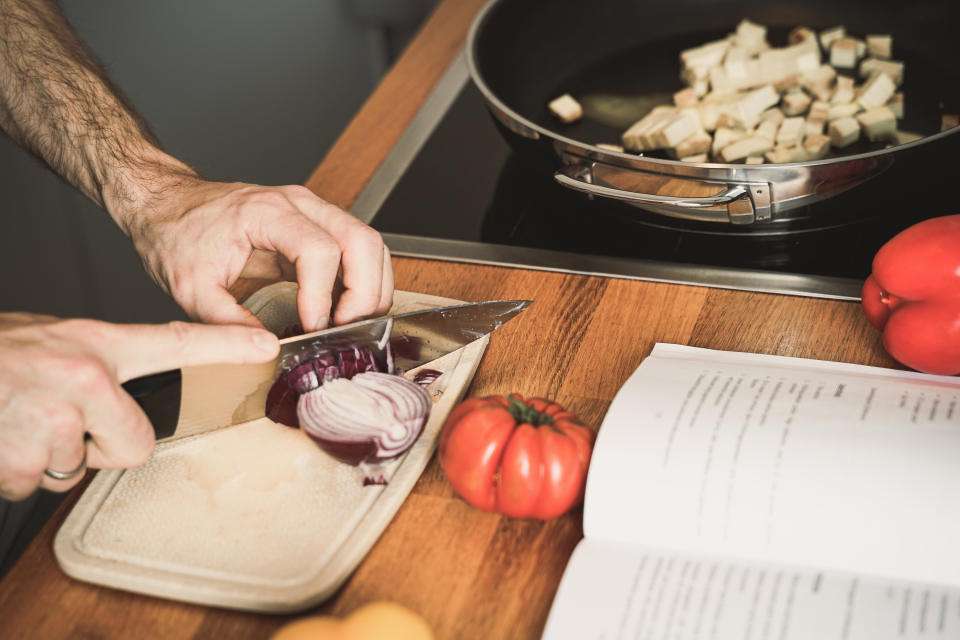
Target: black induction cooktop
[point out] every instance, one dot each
(454, 190)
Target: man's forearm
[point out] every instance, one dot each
(56, 101)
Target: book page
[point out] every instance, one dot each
(614, 592)
(779, 459)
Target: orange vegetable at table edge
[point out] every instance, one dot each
(522, 458)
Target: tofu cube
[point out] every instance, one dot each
(742, 149)
(817, 146)
(878, 123)
(795, 103)
(819, 110)
(843, 53)
(756, 102)
(801, 34)
(751, 36)
(880, 46)
(813, 125)
(773, 113)
(827, 36)
(848, 110)
(768, 129)
(685, 99)
(843, 132)
(640, 135)
(877, 91)
(791, 132)
(697, 143)
(566, 108)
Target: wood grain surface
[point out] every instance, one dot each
(470, 574)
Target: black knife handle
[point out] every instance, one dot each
(159, 396)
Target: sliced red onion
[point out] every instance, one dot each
(426, 377)
(367, 419)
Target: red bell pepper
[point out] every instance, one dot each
(913, 295)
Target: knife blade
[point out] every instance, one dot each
(194, 400)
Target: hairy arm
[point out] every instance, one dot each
(195, 237)
(56, 101)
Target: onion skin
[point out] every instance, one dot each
(365, 420)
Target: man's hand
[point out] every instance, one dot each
(196, 238)
(60, 380)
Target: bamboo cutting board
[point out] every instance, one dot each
(254, 516)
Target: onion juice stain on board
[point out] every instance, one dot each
(244, 461)
(621, 88)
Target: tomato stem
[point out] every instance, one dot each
(526, 414)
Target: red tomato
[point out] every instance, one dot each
(522, 458)
(913, 295)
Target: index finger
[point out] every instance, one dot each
(139, 349)
(365, 270)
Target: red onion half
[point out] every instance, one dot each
(365, 420)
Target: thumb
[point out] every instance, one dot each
(136, 350)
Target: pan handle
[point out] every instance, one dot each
(743, 203)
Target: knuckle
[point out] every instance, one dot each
(87, 374)
(181, 335)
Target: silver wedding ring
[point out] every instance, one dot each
(67, 475)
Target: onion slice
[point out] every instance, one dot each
(365, 420)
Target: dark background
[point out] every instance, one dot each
(239, 89)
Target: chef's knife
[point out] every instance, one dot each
(194, 400)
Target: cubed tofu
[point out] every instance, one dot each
(795, 103)
(697, 61)
(877, 91)
(893, 68)
(843, 53)
(742, 149)
(801, 34)
(768, 129)
(817, 146)
(755, 102)
(819, 110)
(821, 78)
(677, 129)
(813, 125)
(640, 135)
(880, 46)
(685, 99)
(773, 113)
(791, 132)
(848, 110)
(843, 132)
(827, 36)
(751, 36)
(878, 123)
(566, 108)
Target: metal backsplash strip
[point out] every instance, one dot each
(428, 117)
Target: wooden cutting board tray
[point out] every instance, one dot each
(254, 516)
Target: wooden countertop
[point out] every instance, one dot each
(470, 574)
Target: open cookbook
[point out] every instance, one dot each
(756, 497)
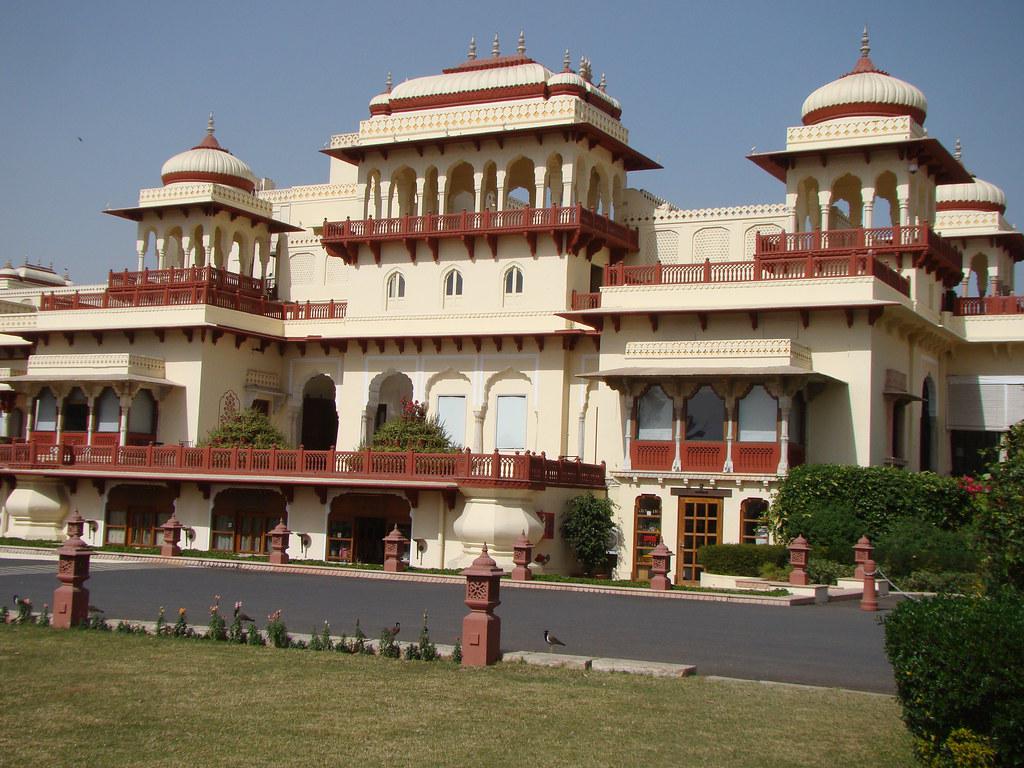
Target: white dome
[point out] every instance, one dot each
(208, 161)
(977, 195)
(865, 90)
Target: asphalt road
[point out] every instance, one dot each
(830, 645)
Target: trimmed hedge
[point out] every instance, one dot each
(875, 498)
(958, 664)
(740, 559)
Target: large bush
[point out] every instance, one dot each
(589, 528)
(740, 559)
(249, 428)
(958, 664)
(913, 545)
(873, 498)
(413, 430)
(999, 519)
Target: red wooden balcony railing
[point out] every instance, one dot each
(804, 267)
(174, 295)
(918, 240)
(584, 227)
(977, 305)
(313, 466)
(748, 458)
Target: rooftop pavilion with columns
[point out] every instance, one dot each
(479, 247)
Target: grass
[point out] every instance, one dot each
(89, 698)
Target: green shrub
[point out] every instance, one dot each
(823, 570)
(958, 663)
(914, 545)
(875, 497)
(249, 428)
(589, 529)
(952, 582)
(740, 559)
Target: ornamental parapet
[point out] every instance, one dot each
(305, 467)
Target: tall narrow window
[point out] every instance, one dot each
(513, 281)
(453, 284)
(511, 423)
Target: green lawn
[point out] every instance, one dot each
(89, 698)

***

*Requirement:*
Count the lines in the entries that hold the word "handle", and give nothing but the total.

*Task response:*
2